Working data >>
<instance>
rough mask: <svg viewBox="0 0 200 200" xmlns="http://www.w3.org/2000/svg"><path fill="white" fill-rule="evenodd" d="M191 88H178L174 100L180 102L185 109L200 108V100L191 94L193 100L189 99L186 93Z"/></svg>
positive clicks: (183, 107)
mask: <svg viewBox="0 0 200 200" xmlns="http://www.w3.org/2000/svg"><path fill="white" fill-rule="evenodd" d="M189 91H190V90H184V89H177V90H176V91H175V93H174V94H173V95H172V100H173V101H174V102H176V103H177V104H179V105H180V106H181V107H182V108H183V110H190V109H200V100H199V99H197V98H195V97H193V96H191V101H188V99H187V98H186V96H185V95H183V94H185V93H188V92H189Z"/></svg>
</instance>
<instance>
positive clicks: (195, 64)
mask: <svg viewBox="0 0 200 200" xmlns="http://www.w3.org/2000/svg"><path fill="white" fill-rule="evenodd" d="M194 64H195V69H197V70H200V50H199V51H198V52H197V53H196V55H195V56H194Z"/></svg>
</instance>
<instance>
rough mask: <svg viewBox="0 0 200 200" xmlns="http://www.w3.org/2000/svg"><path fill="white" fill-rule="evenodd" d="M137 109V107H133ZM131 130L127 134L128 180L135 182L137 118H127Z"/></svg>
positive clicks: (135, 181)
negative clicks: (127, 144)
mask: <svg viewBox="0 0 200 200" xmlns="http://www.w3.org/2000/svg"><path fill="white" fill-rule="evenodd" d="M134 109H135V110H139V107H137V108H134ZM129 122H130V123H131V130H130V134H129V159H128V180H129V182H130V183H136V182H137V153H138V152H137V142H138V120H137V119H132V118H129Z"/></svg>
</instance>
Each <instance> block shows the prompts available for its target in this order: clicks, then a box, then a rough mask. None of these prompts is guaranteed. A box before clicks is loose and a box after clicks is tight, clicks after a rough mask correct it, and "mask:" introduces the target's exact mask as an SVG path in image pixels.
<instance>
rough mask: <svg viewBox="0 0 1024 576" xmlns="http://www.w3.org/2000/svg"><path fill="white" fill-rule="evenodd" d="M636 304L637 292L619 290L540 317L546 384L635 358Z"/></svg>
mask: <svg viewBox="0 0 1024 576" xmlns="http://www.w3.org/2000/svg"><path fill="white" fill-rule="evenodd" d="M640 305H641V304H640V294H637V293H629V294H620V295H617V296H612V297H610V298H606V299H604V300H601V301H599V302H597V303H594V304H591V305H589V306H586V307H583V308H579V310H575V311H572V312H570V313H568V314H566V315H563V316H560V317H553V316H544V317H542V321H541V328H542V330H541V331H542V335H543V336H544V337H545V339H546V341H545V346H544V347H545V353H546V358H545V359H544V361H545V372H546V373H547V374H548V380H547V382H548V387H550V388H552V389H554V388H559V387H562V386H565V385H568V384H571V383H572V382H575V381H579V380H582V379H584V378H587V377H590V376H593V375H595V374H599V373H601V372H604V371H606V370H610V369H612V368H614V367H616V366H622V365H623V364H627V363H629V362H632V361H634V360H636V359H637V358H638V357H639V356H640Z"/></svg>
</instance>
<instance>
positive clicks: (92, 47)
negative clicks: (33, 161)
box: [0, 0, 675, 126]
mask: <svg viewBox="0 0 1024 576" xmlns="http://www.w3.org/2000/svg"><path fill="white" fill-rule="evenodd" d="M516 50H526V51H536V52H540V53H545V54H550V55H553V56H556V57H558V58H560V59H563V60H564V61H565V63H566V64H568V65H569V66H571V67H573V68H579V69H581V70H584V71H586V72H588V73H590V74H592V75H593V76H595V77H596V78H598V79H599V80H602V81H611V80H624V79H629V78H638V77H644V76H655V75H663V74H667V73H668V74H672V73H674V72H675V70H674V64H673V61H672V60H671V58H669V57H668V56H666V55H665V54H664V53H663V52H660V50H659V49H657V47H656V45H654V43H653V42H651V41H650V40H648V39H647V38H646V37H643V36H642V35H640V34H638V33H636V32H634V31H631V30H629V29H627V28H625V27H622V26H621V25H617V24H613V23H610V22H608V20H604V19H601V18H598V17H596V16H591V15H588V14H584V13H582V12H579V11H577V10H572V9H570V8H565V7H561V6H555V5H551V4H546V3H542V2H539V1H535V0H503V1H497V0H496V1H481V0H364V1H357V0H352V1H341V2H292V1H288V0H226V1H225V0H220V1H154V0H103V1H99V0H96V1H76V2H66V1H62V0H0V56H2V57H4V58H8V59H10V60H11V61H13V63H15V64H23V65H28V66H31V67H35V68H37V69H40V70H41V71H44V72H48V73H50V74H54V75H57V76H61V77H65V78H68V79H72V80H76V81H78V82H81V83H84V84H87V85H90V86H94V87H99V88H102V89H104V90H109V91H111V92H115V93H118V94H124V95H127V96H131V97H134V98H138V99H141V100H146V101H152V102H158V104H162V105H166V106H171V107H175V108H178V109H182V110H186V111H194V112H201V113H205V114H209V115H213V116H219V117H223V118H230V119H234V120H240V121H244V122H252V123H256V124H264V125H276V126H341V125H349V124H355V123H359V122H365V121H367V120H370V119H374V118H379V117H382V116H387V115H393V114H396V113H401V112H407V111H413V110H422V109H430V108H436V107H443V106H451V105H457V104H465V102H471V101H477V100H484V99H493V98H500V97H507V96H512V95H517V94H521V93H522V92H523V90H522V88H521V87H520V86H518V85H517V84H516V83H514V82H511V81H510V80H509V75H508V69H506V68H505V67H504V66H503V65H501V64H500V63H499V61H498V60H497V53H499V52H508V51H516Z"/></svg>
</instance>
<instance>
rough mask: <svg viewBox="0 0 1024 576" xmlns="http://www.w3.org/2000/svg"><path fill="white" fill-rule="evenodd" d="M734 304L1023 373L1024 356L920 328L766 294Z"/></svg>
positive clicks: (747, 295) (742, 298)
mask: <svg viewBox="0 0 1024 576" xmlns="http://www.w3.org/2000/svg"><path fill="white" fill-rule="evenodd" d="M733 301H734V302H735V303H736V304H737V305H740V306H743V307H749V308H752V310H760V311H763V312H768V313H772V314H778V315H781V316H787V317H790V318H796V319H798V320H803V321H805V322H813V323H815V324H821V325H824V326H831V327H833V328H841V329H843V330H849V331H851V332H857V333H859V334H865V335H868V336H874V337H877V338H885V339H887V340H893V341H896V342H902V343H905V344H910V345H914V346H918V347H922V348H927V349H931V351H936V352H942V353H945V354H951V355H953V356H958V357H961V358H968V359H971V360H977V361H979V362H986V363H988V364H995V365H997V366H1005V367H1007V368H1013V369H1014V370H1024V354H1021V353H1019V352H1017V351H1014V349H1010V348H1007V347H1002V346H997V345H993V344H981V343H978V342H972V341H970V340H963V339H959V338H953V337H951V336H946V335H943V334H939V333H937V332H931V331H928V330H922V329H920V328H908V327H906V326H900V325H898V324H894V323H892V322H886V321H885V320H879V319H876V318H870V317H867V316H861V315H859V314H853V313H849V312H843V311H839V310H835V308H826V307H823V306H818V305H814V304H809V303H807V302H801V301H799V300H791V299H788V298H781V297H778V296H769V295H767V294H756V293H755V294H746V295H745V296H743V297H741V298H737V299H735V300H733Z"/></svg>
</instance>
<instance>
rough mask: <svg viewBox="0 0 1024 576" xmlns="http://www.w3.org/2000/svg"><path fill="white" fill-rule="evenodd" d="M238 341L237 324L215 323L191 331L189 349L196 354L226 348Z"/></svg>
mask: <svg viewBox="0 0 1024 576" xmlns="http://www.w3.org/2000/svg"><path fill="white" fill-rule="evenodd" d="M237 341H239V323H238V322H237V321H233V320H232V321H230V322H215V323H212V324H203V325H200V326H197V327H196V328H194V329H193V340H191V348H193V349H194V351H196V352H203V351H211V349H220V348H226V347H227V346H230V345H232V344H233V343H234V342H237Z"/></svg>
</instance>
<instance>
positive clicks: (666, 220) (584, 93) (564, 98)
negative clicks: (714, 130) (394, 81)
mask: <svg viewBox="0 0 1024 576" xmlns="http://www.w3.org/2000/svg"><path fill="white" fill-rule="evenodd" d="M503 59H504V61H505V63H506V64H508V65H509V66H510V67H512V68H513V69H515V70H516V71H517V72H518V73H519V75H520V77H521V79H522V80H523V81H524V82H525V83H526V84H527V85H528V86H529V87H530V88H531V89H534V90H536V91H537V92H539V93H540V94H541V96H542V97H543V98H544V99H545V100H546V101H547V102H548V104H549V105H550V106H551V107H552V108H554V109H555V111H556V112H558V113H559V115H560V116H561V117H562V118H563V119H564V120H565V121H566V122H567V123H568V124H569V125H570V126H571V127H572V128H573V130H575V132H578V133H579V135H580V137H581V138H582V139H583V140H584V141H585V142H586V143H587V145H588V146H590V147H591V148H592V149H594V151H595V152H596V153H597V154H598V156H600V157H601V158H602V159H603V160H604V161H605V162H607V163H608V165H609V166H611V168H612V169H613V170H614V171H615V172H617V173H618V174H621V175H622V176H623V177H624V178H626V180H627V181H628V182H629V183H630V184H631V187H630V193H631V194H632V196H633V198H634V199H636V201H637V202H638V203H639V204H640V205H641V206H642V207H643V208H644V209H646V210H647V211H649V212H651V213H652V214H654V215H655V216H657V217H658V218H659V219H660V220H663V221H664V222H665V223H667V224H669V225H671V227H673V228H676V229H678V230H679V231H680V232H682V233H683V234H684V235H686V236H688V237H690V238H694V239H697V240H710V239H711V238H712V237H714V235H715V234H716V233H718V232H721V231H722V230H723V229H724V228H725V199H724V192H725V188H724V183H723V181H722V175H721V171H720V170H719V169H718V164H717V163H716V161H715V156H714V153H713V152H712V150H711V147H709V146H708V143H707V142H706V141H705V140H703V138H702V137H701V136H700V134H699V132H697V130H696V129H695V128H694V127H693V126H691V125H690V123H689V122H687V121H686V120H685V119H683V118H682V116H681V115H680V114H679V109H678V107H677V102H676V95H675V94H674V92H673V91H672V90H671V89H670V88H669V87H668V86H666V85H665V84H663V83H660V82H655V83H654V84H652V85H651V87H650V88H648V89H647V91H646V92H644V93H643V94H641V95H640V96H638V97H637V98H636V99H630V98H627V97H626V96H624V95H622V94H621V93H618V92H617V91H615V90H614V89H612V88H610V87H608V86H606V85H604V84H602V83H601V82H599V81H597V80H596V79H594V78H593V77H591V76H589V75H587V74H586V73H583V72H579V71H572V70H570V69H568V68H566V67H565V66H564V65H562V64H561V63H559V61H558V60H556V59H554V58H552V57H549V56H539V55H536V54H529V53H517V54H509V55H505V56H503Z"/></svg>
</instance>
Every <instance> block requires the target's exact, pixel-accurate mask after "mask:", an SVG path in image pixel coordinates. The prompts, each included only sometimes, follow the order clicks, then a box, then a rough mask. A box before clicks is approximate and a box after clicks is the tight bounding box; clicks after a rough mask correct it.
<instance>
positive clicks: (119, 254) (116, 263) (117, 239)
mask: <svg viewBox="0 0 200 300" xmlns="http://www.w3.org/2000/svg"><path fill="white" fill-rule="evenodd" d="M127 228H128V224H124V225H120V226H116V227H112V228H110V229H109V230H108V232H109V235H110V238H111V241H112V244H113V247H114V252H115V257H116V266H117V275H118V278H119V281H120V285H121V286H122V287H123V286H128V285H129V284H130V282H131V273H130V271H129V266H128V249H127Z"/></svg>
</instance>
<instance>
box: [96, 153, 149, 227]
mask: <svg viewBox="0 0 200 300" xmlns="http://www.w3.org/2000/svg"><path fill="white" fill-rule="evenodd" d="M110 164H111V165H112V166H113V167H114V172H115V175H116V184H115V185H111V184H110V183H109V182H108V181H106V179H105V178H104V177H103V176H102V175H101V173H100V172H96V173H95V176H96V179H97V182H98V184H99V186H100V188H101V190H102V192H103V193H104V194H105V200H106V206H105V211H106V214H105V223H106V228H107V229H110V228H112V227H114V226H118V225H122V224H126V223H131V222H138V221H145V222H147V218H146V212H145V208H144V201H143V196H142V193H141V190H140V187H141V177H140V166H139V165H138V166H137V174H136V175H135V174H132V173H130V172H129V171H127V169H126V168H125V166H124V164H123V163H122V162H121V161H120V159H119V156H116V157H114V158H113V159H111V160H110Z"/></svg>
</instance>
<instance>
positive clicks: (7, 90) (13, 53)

Task statement >>
The lines of the data, from the first through the one containing "88H178L174 100L180 102L185", are to be transcribed exactly.

Result below >>
<instance>
rough mask: <svg viewBox="0 0 200 200" xmlns="http://www.w3.org/2000/svg"><path fill="white" fill-rule="evenodd" d="M191 88H178L174 100L180 102L185 109L200 108V100L191 94L193 100L189 99L186 93Z"/></svg>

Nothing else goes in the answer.